Even though all of the factors mentioned above would have an impact on the CO2 emission levels they are external and cannot be directly impacted by the logistics

company‟s management or their decisions, therefore, cannot be viewed as possible sustainable transportation practices.

2.5.6 Product-related factors

Product design and packaging can have both positive and negative impact on CO2 emission levels. On one hand, more efficient use of space when developing

packaging and handling equipments would improve the level of vehicle load and therefore cut emissions. Smaller and lighter products can be transported in bigger amounts and the decreased numbers of journeys result in lesser fuel consumption and emission levels (Piecyk and McKinnon, 2010). In contrast, the predicted demand for shelf-ready packaging in the future may not allow complete vehicle utilization and even increase fuel consumption and emissions (Piecyk and McKinnon, 2010).

* _EXERCISE INPUT_
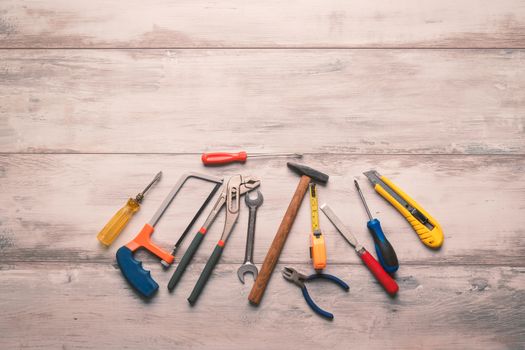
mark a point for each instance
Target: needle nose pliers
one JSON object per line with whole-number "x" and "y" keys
{"x": 299, "y": 279}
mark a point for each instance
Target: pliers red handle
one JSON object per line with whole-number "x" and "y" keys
{"x": 299, "y": 279}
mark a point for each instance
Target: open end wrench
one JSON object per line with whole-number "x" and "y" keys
{"x": 248, "y": 265}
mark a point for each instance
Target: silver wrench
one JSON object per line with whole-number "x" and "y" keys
{"x": 248, "y": 265}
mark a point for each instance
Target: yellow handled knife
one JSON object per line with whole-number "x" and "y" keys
{"x": 427, "y": 228}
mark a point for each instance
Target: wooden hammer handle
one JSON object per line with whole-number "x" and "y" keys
{"x": 272, "y": 256}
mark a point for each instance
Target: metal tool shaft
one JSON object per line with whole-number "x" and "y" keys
{"x": 295, "y": 155}
{"x": 248, "y": 255}
{"x": 363, "y": 199}
{"x": 140, "y": 196}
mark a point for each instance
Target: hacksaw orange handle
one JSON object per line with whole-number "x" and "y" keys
{"x": 143, "y": 240}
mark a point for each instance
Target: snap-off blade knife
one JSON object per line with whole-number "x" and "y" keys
{"x": 427, "y": 228}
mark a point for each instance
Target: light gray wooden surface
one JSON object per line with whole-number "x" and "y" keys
{"x": 97, "y": 96}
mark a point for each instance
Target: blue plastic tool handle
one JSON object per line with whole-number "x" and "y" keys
{"x": 132, "y": 270}
{"x": 385, "y": 252}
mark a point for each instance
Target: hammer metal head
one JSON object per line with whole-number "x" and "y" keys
{"x": 315, "y": 175}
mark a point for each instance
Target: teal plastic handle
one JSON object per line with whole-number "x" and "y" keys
{"x": 384, "y": 250}
{"x": 132, "y": 270}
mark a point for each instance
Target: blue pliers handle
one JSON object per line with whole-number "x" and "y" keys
{"x": 299, "y": 279}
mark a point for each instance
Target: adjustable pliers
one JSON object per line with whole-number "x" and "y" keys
{"x": 299, "y": 279}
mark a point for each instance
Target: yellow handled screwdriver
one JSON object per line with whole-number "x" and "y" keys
{"x": 117, "y": 223}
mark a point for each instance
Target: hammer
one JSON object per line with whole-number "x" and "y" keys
{"x": 307, "y": 175}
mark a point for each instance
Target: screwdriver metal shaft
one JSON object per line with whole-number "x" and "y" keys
{"x": 221, "y": 158}
{"x": 384, "y": 250}
{"x": 117, "y": 223}
{"x": 363, "y": 199}
{"x": 294, "y": 155}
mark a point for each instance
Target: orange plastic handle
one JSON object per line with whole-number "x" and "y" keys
{"x": 143, "y": 240}
{"x": 219, "y": 158}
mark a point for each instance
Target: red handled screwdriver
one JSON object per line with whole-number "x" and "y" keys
{"x": 220, "y": 158}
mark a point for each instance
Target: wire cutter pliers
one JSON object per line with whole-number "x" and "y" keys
{"x": 299, "y": 279}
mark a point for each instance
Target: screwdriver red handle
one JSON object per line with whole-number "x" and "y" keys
{"x": 218, "y": 158}
{"x": 382, "y": 277}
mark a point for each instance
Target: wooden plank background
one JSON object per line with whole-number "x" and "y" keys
{"x": 97, "y": 96}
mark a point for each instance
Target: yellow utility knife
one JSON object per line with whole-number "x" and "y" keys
{"x": 317, "y": 245}
{"x": 427, "y": 228}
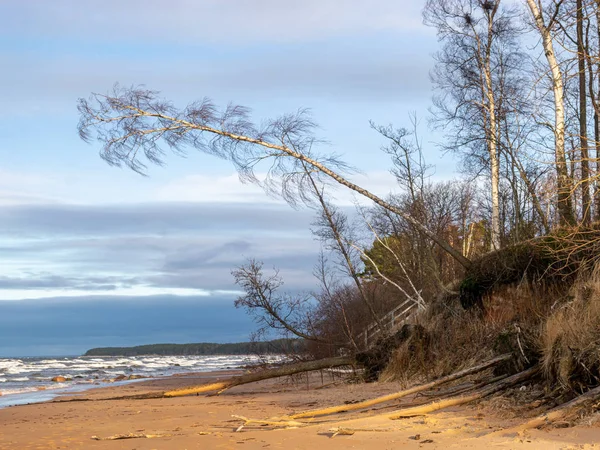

* _INSTRUCTION A_
From the emissions passage, return everything from "Product design and" down to "emissions (Piecyk and McKinnon, 2010).", copying the wording exactly.
* _INSTRUCTION B_
Give only the number of lines in the listing that contain the word "wooden", treating uppercase and lowercase letters as different.

* _FULL OUTPUT A_
Product design and packaging can have both positive and negative impact on CO2 emission levels. On one hand, more efficient use of space when developing

packaging and handling equipments would improve the level of vehicle load and therefore cut emissions. Smaller and lighter products can be transported in bigger amounts and the decreased numbers of journeys result in lesser fuel consumption and emission levels (Piecyk and McKinnon, 2010). In contrast, the predicted demand for shelf-ready packaging in the future may not allow complete vehicle utilization and even increase fuel consumption and emissions (Piecyk and McKinnon, 2010).

* _FULL OUTPUT B_
3